**Exercise aim**
Images embedded in the records are excluded; print everything else exactly as given.

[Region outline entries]
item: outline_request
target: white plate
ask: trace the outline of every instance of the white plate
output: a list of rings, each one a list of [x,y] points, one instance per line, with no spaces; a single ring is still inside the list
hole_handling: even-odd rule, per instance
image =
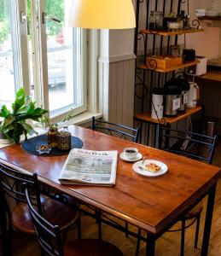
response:
[[[126,156],[125,155],[125,153],[122,152],[122,153],[119,154],[119,158],[122,159],[122,160],[125,160],[125,161],[136,162],[136,161],[138,161],[139,160],[142,159],[142,154],[141,154],[140,153],[137,153],[136,158],[129,159],[128,157],[126,157]]]
[[[144,169],[139,168],[139,166],[142,167],[145,165],[148,165],[150,163],[159,166],[160,167],[160,170],[157,172],[151,172],[146,171]],[[155,176],[163,175],[164,173],[166,173],[167,172],[168,168],[167,168],[167,166],[166,164],[164,164],[163,162],[160,162],[160,161],[154,160],[145,160],[143,164],[142,164],[142,161],[138,161],[138,162],[134,163],[133,170],[134,170],[134,172],[136,172],[137,173],[139,173],[141,175],[148,176],[148,177],[155,177]]]

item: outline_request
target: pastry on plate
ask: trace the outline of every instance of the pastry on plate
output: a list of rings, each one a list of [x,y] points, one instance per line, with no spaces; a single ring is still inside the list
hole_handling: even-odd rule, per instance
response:
[[[160,166],[154,163],[148,163],[145,165],[145,170],[155,173],[160,170]]]

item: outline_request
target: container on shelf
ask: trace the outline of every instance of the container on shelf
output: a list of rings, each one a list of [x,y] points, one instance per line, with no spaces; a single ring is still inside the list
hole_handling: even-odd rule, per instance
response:
[[[61,150],[71,149],[72,135],[67,127],[59,131],[57,134],[57,148]]]
[[[57,147],[57,134],[58,134],[57,128],[49,127],[49,131],[47,133],[48,144],[51,146],[52,148]]]
[[[164,115],[177,116],[181,106],[180,95],[182,89],[179,86],[168,85],[165,86],[165,102]]]
[[[183,58],[181,56],[153,55],[146,59],[146,65],[149,69],[154,69],[156,67],[166,69],[182,65],[182,63]]]

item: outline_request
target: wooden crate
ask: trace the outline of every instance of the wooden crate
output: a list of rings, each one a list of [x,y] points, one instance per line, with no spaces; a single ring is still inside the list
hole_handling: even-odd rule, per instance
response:
[[[166,69],[183,64],[183,58],[171,55],[153,55],[146,59],[146,65],[149,69]]]

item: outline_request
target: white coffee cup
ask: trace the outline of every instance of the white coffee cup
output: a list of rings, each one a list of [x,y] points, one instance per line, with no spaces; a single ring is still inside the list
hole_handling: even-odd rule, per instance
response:
[[[138,154],[138,149],[136,148],[125,148],[124,149],[125,156],[128,159],[136,158]]]

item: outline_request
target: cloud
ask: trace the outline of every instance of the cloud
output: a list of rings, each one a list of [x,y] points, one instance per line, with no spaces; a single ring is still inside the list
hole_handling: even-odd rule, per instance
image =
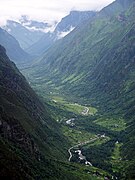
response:
[[[99,10],[114,0],[0,0],[0,23],[6,19],[31,19],[59,21],[71,10]]]

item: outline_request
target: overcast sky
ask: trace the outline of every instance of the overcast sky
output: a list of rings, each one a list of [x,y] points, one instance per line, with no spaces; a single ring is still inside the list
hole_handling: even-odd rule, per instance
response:
[[[59,21],[71,10],[99,10],[114,0],[0,0],[0,24],[21,15],[41,21]]]

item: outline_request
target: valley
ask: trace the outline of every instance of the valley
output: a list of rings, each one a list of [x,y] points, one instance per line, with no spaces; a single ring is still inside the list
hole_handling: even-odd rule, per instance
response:
[[[39,80],[40,87],[37,88],[37,84],[32,81],[31,84],[71,143],[71,147],[67,149],[67,160],[70,163],[97,168],[97,172],[106,171],[113,179],[124,178],[120,173],[126,164],[120,155],[120,134],[126,128],[124,119],[112,114],[102,114],[98,107],[82,100],[77,101],[72,95],[66,96],[65,91],[58,91],[57,86],[54,88],[47,84],[43,87],[44,84],[41,85]],[[42,93],[40,88],[45,88],[46,93]]]
[[[135,1],[70,10],[0,26],[0,177],[134,180]]]

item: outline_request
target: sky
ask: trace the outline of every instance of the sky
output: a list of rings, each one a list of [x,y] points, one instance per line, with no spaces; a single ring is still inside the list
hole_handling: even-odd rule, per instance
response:
[[[0,25],[7,19],[18,20],[21,15],[30,19],[60,21],[71,10],[100,10],[114,0],[0,0]]]

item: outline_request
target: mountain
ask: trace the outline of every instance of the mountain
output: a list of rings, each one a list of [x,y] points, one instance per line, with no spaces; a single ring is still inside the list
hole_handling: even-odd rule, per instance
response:
[[[18,41],[7,31],[0,28],[0,44],[7,50],[7,55],[12,61],[21,64],[32,59],[19,45]]]
[[[24,26],[25,24],[27,24],[26,27]],[[21,24],[19,22],[8,20],[7,24],[2,28],[18,40],[21,48],[27,49],[37,42],[44,34],[43,31],[39,30],[41,25],[38,26],[38,29],[36,29],[35,25],[38,25],[38,23],[23,21],[23,24]]]
[[[32,55],[43,54],[54,42],[69,34],[79,24],[92,19],[96,15],[93,11],[71,11],[69,15],[62,18],[55,30],[44,34],[27,52]]]
[[[28,70],[33,84],[56,86],[93,104],[109,119],[125,119],[126,129],[119,134],[125,179],[135,178],[134,16],[133,0],[114,1],[57,41]]]
[[[66,160],[69,145],[47,106],[0,46],[1,179],[91,179],[87,167]]]
[[[58,23],[56,32],[68,32],[71,28],[77,27],[79,24],[93,18],[96,15],[94,11],[71,11],[69,15],[62,18]]]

**Response below**
item: outline_request
target: white plate
ask: trace the outline of every instance of the white plate
output: a list of rings, each one a list of [x,y] points, one instance per line, with no spaces; a single ring is still inside the list
hole_handling: even-odd rule, per instance
image =
response:
[[[126,156],[125,155],[125,153],[122,152],[122,153],[119,154],[119,158],[122,159],[122,160],[125,160],[125,161],[136,162],[136,161],[138,161],[139,160],[142,159],[142,154],[141,154],[140,153],[137,153],[136,158],[129,159],[128,157],[126,157]]]
[[[144,169],[139,168],[139,166],[142,167],[145,165],[148,165],[150,163],[159,166],[160,167],[160,170],[157,172],[151,172],[146,171]],[[155,176],[163,175],[164,173],[166,173],[167,172],[168,168],[167,168],[167,166],[166,164],[164,164],[163,162],[160,162],[160,161],[154,160],[145,160],[143,164],[142,164],[142,161],[138,161],[138,162],[134,163],[133,170],[134,170],[134,172],[136,172],[137,173],[139,173],[141,175],[148,176],[148,177],[155,177]]]

item: outline_request
target: pastry on plate
ask: trace the outline of every instance of the pastry on plate
output: a list of rings, each one a list of [x,y] points, one instance per line, with no spaces; a single ring is still inside the list
hole_handling: even-odd rule, per instance
response:
[[[160,166],[154,163],[148,163],[145,165],[145,170],[155,173],[160,170]]]

item: outline_request
target: container on shelf
ask: trace the outline of every instance of the container on shelf
output: a list of rings, each one a list of [x,y] points, one instance per line, with no spaces; a single ring is still inside the list
hole_handling: even-odd rule, per instance
response:
[[[61,150],[71,149],[72,135],[67,127],[59,131],[57,134],[57,148]]]
[[[57,147],[57,134],[58,134],[57,128],[49,127],[49,131],[47,133],[48,144],[51,146],[52,148]]]
[[[164,115],[177,116],[181,106],[180,95],[182,89],[179,86],[168,85],[165,86],[165,102]]]
[[[183,58],[181,56],[153,55],[146,59],[146,65],[149,69],[154,69],[156,67],[166,69],[182,65],[182,63]]]

item: outline_request
target: wooden crate
ask: trace the outline of every instance of the wooden crate
output: a list of rings, each one a list of [x,y] points, one instance per line, with no spaces; a single ring is still inside the list
hole_handling: even-odd rule, per instance
response:
[[[166,69],[183,64],[183,58],[171,55],[153,55],[146,59],[146,65],[149,69]]]

item: outline_request
target: white coffee cup
ask: trace the outline of every instance of the white coffee cup
output: a list of rings, each one a list of [x,y] points, one instance per line, with no spaces; a single ring is still inside the list
hole_handling: even-odd rule, per instance
response:
[[[138,154],[138,149],[136,148],[125,148],[124,149],[125,156],[128,159],[136,158]]]

item: outline_request
target: cloud
ask: trace the outline of every instance of the cloud
output: a list of rings, each one a list of [x,y] points, one instance per line, with no spaces; a single ring is still inside the list
hole_handling: even-odd rule, per instance
image =
response:
[[[99,10],[114,0],[0,0],[0,23],[6,19],[31,19],[59,21],[71,10]]]

item: outline_request
target: overcast sky
ask: trace the outline of every instance of the overcast sky
output: a list of rings, each one a list of [x,y] points, one instance per line, with no spaces; a single ring is still inside the list
hole_handling: even-odd rule, per instance
response:
[[[59,21],[71,10],[99,10],[114,0],[0,0],[0,24],[21,15],[41,21]]]

item: outline_request
target: valley
ask: trace the outline of every instance of the valley
output: a list of rings, each one a list of [x,y] points, one instance per line, with no spaces; a single ring is still inside the list
hole_handling: even-odd rule, per instance
response:
[[[39,80],[40,87],[37,88],[37,84],[32,81],[31,84],[71,143],[71,147],[67,149],[67,160],[70,163],[97,168],[97,172],[106,171],[113,179],[124,178],[120,173],[126,164],[120,155],[120,134],[126,128],[124,119],[112,114],[102,114],[98,107],[82,100],[77,101],[72,95],[66,96],[65,91],[58,91],[57,86],[54,88],[47,84],[43,87],[44,84],[41,85]],[[42,93],[40,88],[45,88],[46,93]]]
[[[135,1],[70,10],[0,26],[0,177],[134,180]]]

item: outline_request
target: sky
ask: trace the outline of every instance of the sky
output: a list of rings, each one a list of [x,y] points, one instance per line, with no spaces; a single ring is still inside the list
hole_handling: even-odd rule, per instance
response:
[[[0,25],[7,19],[18,20],[21,15],[30,19],[60,21],[71,10],[100,10],[114,0],[0,0]]]

item: outline_request
target: mountain
ask: trace the outline of every instance of the mountain
output: a list of rings, each one a list of [x,y] points, one instance per line, with no spaces; a single ring is still inside the list
hole_handling: even-odd rule, per instance
response:
[[[18,41],[7,31],[0,28],[0,44],[7,50],[7,55],[12,61],[21,64],[32,59],[19,45]]]
[[[24,26],[25,24],[27,24],[26,27]],[[21,24],[19,22],[8,20],[7,24],[2,28],[18,40],[21,48],[27,49],[37,42],[44,34],[43,31],[39,30],[41,25],[38,26],[38,29],[36,29],[35,25],[38,25],[38,23],[23,21],[23,24]]]
[[[32,55],[43,54],[54,42],[69,34],[79,24],[92,19],[96,15],[93,11],[71,11],[69,15],[62,18],[55,30],[44,34],[27,52]]]
[[[28,70],[33,84],[56,86],[93,104],[109,119],[125,119],[126,129],[119,134],[125,179],[135,178],[134,16],[133,0],[114,1],[57,41]]]
[[[66,160],[69,145],[47,106],[0,46],[1,179],[91,179],[87,167]]]
[[[58,23],[56,32],[68,32],[71,28],[77,27],[79,24],[93,18],[96,15],[94,11],[71,11],[69,15],[62,18]]]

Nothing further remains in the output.